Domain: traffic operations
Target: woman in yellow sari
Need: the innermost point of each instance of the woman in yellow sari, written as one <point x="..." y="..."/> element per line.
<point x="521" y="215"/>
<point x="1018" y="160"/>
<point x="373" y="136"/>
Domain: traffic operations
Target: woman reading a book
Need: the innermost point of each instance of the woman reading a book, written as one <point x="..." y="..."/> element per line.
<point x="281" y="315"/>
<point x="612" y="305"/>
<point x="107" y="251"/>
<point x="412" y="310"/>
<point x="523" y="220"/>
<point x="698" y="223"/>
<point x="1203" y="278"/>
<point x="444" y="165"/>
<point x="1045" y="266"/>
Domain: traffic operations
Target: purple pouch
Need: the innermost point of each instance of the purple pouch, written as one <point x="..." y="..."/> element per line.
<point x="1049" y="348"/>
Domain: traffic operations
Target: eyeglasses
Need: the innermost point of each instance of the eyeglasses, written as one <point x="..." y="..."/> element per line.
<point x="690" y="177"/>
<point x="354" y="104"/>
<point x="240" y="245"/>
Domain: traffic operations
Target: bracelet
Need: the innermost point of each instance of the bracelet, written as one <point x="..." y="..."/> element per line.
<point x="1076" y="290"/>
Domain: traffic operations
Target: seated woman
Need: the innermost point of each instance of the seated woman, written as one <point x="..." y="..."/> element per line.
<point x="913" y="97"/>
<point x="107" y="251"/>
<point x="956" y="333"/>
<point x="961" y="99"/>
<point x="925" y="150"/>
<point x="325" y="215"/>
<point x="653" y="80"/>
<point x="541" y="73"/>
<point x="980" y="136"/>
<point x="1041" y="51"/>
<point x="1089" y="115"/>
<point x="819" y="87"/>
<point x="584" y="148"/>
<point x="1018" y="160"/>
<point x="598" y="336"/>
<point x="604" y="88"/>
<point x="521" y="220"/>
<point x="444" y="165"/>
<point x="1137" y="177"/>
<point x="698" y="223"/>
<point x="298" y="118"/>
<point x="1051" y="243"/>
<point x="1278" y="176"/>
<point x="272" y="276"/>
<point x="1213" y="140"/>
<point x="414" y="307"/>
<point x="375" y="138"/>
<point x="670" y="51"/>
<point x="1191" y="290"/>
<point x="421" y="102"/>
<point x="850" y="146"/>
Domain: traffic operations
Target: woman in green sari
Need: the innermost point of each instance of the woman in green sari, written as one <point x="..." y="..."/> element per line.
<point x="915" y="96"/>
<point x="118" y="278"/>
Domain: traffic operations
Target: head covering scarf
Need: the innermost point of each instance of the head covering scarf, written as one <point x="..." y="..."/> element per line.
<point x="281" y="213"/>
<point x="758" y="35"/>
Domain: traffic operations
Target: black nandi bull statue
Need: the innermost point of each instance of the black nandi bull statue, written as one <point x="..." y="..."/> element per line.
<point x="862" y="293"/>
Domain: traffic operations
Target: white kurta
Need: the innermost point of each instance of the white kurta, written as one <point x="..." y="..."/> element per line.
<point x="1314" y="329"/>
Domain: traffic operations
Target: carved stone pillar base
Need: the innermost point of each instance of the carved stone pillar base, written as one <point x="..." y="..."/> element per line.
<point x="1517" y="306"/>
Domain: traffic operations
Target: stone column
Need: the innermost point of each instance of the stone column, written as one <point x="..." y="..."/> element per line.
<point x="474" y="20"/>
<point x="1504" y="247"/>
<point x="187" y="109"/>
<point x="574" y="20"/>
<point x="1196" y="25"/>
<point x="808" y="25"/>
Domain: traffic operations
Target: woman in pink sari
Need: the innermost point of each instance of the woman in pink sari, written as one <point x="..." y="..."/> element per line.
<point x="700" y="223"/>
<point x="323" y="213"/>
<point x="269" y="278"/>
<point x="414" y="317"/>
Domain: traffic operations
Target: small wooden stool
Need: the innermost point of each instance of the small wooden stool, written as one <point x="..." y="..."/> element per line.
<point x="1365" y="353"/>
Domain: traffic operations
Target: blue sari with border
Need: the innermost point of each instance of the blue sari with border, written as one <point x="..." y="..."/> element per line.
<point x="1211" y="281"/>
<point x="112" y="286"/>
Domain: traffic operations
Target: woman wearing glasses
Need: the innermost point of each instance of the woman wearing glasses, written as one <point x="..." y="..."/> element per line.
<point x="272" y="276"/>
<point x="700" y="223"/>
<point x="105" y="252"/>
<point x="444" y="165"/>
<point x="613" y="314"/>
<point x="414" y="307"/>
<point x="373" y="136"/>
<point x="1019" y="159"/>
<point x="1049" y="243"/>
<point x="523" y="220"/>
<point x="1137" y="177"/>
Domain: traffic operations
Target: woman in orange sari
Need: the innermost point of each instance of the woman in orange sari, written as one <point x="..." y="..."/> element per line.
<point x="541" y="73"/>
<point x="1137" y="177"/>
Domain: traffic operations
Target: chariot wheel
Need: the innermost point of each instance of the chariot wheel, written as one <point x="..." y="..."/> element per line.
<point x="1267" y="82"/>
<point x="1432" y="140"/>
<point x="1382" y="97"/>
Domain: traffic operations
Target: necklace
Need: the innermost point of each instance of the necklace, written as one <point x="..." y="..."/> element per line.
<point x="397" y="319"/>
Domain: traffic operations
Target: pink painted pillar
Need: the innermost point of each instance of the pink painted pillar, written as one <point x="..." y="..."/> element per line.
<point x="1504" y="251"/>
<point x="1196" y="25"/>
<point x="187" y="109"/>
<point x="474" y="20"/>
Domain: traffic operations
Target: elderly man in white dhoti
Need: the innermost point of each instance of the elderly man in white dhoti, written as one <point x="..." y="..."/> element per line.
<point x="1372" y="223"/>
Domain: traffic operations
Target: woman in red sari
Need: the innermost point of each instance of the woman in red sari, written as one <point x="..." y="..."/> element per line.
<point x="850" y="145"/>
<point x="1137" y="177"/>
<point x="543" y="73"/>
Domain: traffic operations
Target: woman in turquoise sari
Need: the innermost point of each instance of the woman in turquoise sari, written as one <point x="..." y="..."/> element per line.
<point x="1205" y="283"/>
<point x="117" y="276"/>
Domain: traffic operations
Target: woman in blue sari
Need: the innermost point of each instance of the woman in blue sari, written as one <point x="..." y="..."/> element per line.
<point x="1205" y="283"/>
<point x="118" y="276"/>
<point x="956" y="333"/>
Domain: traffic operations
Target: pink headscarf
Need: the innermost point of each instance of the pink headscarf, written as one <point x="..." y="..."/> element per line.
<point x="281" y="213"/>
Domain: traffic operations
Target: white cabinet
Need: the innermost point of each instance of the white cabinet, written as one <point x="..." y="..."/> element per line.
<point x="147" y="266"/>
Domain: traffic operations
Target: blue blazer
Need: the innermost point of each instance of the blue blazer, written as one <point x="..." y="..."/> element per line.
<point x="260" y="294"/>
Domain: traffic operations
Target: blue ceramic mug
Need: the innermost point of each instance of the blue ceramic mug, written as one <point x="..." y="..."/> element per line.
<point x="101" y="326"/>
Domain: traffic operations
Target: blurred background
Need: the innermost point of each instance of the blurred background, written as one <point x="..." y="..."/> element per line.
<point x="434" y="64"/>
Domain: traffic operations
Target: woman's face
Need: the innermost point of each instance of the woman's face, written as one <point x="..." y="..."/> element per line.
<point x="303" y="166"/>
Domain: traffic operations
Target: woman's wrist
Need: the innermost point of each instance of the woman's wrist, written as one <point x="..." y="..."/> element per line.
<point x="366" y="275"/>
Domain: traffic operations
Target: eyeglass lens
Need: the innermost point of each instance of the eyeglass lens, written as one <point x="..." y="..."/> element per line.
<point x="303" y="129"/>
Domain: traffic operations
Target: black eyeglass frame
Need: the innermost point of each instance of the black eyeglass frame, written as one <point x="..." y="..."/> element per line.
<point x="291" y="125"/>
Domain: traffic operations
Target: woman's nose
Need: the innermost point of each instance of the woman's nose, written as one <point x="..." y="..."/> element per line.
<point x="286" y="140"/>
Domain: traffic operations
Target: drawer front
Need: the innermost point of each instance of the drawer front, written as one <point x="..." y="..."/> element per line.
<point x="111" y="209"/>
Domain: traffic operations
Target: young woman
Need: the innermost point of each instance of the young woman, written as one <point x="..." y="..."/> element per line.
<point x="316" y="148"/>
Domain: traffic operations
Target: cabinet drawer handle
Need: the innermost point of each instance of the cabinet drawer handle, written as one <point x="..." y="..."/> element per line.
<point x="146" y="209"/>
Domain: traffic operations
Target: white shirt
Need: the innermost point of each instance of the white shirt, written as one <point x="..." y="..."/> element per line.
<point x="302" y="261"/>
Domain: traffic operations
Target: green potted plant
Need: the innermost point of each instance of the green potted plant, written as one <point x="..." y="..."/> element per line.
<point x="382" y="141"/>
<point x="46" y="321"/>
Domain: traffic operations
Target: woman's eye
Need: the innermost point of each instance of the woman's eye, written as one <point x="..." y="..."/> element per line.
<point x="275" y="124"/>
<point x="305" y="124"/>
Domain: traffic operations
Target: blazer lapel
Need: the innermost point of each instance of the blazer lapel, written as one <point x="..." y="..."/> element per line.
=-=-=
## EXERCISE
Where the line holding "white shirt, written" appears in the listing above, start reproducing exactly, and end with the line holding "Target: blazer lapel".

## OUTPUT
Need: the innermost point of each instance of the white shirt, written as one <point x="..." y="..."/> element per line.
<point x="302" y="261"/>
Domain: traffic operations
Target: green potted plant
Need: the innermost point of each instance of the green potted plant, written as one <point x="..." y="..."/> element per line.
<point x="382" y="141"/>
<point x="46" y="321"/>
Domain: traffic operations
Target: woman's eye
Need: the innermost point of each instance of the woman's eye, written as one <point x="..." y="..."/> element per line.
<point x="275" y="124"/>
<point x="305" y="124"/>
Domain: traffic operations
Target: blazer lapel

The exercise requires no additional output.